L’individualisation réelle (traitements individualisés) pourrait permettre d’améliorer les chances de survie, voire de guérison, quitte à envisager des traitements (et/ou actes chirurgicaux) qui ne font pas partie d’un protocole reconnu en France, mais qui seraient scientifiquement reconnus ou développés dans des pays étrangers.

Un professionnel français a le droit de ne pas vouloir aller « plus loin que le protocole » mais il doit avoir la possibilité comme certains le souhaitent, de pouvoir collaborer avec tout professionnel étranger qui aurait les capacités de faire mieux, ceci afin de prolonger la vie des dits enfants (dans de bonnes conditions) voire de les sauver, à l’aide de voies thérapeutiques qui ne seraient pas exploitées ou tentées dans notre pays. L’échange des compétences et du savoir doit être facilité ; les éventuels freins administratifs doivent être levés dès lors que la valeur scientifique de l’acte ne saurait être remise en cause au sein du pays fournisseur des soins.

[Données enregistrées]
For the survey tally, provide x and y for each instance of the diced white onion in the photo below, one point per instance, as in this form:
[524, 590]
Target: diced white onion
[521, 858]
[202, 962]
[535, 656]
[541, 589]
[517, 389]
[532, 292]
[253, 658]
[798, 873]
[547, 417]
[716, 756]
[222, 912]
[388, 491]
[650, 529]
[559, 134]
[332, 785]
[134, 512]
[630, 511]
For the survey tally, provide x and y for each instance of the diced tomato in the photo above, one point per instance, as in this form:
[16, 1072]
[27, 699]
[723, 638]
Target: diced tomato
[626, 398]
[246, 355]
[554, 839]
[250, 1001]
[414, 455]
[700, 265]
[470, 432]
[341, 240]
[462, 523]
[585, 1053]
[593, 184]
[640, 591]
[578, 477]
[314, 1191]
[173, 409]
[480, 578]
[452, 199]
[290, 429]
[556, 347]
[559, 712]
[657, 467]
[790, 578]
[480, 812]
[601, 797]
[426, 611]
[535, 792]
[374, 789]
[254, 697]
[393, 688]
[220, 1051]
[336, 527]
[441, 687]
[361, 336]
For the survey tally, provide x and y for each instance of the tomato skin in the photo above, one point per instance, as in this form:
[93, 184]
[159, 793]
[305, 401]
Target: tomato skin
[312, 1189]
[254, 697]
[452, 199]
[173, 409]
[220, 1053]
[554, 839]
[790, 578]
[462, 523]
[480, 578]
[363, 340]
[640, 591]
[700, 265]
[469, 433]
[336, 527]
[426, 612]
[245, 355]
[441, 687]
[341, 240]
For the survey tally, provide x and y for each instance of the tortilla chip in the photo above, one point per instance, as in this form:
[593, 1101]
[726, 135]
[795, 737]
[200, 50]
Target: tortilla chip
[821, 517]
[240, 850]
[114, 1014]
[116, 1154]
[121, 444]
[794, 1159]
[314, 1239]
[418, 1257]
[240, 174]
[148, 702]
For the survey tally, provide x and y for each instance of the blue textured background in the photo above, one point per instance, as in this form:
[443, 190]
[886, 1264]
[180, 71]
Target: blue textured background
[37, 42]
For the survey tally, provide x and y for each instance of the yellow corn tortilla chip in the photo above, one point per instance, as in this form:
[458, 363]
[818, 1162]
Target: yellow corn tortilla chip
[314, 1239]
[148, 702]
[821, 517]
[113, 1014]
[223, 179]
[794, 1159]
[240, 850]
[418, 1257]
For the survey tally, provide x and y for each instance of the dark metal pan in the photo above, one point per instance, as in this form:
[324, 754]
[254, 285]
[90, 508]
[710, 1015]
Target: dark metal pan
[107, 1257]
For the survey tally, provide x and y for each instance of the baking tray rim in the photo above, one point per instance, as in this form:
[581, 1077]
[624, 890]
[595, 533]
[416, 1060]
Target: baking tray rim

### CONSIGNE DE TRAVAIL 1
Répondez aux questions suivantes sur le texte consacré aux traitements individualisés.
(a) Qu'est-ce qui pourrait permettre d'améliorer les chances de survie, voire de guérison ?
(b) Qu'est-ce qu'un professionnel français a le droit de ne pas vouloir faire ?
(c) Qu'est-ce qui doit être facilité ?
### CONSIGNE DE TRAVAIL 2
Prolongez le texte consacré aux traitements individualisés à partir de sa dernière phrase.
Les enregistrements sont tirés d'une autre source.

### RÉPONSE 1
(a) L'individualisation réelle, c'est-à-dire des traitements individualisés.
(b) Aller « plus loin que le protocole ».
(c) L'échange des compétences et du savoir.

### RÉPONSE 2
L’individualisation des traitements est indispensable dans le cas de maladies dites rares – et souvent hétérogènes – où il n’existe pas de vraie « thérapie » curative. Le traitement devrait être personnalisé pour chaque enfant, en fonction notamment du profil biologique des tumeurs et du développement de la maladie. Cette médecine personnalisée permettrait d’améliorer les chances de survie, voire de guérison.

Ainsi, l’article L. 6162-4 du code de la santé publique, qui fixe l’organisation des centres de lutte contre le cancer, pourrait être complété par une disposition générale qui imposerait une individualisation de la prise en charge du traitement des patients atteints de cancers pédiatriques. Cette individualisation permettrait aux médecins d’appliquer, à chaque cas, des protocoles adaptés et évolutifs et de permettre aux familles un réel choix dans le traitement.

Telles sont les principales orientations de la présente proposition de loi qu’il vous est demandé, Mesdames, Messieurs, de bien vouloir adopter.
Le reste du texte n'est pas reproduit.